_Task to carry out_
In the figure legend below, what explains the large vacuolization and increased cellular debris noted in panel (d) of part B? Answer in one to three sentences.

Published in final edited form as: Cancer Invest. 2012 Apr 5;30(4):275–286. doi: 10.3109/07357907.2012.657814

Figure 4.

Figure 4

(A) Immunohistochemical staining of BrdU labeling (200×) shown in representative groups (a) hGAS colon. Arrow demonstrates an area of crypt fission, which may eventually transform into adenoma, (b) hGAS/p53RH crypt also demonstrating a high degree of BrdU labeling, (c) p53RH colon, and (d) Wild type C57BL6 colon showing a relatively lower LI and crypt depth. (B) Hematoxylin and eosin staining shows the differences in histopathology across the four study groups. (a) Normal area of colon showing uninvolved crypts in a WT untreated mouse (100×). (b) HE staining of an hGAS mouse distal colon (age approx. 10 weeks) showing aberrant crypt foci (ACF) and increased crypt depth (200×). (c) Hypertrophic crypts in the double mutant hGAS/p53RH animal that was not treated with AOM (control) at thirty weeks of age. (d) Note the large vacuolization and increased cellular debris, a characteristic finding secondary to rapid cell turnover in colonic adenocarcinoma. (e) Is an adenoma (200×) developing in a WT mice that was AOM treated. Noteworthy is the loss of crypt architecture and increase in immature crypts with increase in stromal matrix. (f) Shows an advanced moderately differentiated tumor in an hGAS mouse (400×). (g) Represents a moderately differentiated adenocarcinoma (100×) that is invading the serosa in an AOM treated double mutant mouse. (h) Tubular adenoma in a p53RH mutant mouse at 200× magnification respectively. (C) p53 immunohistochemistry done on representative sections in all the four study groups: (a) Wild type colon showing no cellular localization of p53 protein. Intranuclear accumulation of p53 protein is clearly visualized in Figures(b) and (c) respectively, magnified to 200× here. The tumors in the hGAS/p53RH colon in (b) and p53RH colon in (c) have the accumulation of intranuclear p53 protein. In Figure(c) areas of normal colon are also visible (lightly stained) but the areas showing the abnormal crypts (tumor) contain dark brown stained nuclei, which suggest p53 protein. (d) Colonic adenoma in an hGAS mouse with no immunohistochemical evidence of p53 accumulation.

_Data under study_
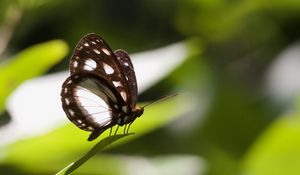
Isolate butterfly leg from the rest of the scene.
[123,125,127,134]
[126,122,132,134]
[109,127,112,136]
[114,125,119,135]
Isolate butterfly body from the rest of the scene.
* * *
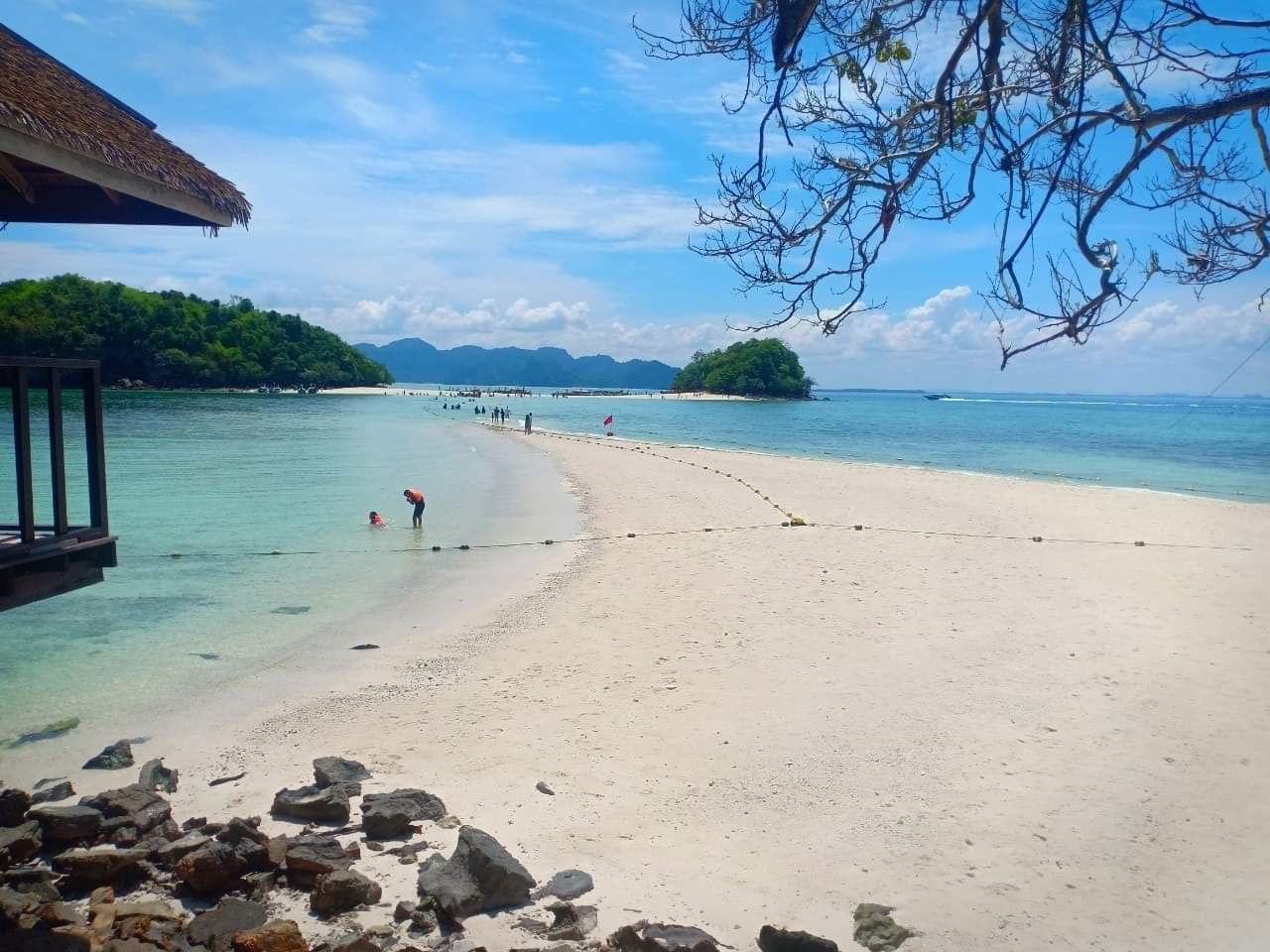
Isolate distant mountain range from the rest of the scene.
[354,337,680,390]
...
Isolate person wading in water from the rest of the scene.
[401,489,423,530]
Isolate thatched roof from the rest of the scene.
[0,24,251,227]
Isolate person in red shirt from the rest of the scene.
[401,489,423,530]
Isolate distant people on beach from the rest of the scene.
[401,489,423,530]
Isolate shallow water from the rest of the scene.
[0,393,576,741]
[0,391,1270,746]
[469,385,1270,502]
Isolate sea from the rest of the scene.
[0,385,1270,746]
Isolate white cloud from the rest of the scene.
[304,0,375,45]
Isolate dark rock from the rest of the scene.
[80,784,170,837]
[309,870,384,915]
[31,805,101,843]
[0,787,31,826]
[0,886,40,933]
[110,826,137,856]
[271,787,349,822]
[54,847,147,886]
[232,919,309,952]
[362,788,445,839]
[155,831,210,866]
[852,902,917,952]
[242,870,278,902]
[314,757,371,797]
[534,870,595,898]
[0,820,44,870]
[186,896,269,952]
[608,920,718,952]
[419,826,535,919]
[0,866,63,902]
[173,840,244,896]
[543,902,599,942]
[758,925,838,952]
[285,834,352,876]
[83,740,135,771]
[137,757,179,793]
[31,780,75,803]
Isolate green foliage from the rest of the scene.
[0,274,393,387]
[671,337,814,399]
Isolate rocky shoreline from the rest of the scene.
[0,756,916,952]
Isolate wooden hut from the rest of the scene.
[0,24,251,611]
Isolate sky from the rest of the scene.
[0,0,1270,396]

_Solved problem_
They result from rapid cell turnover. The legend calls this a characteristic finding in colonic adenocarcinoma.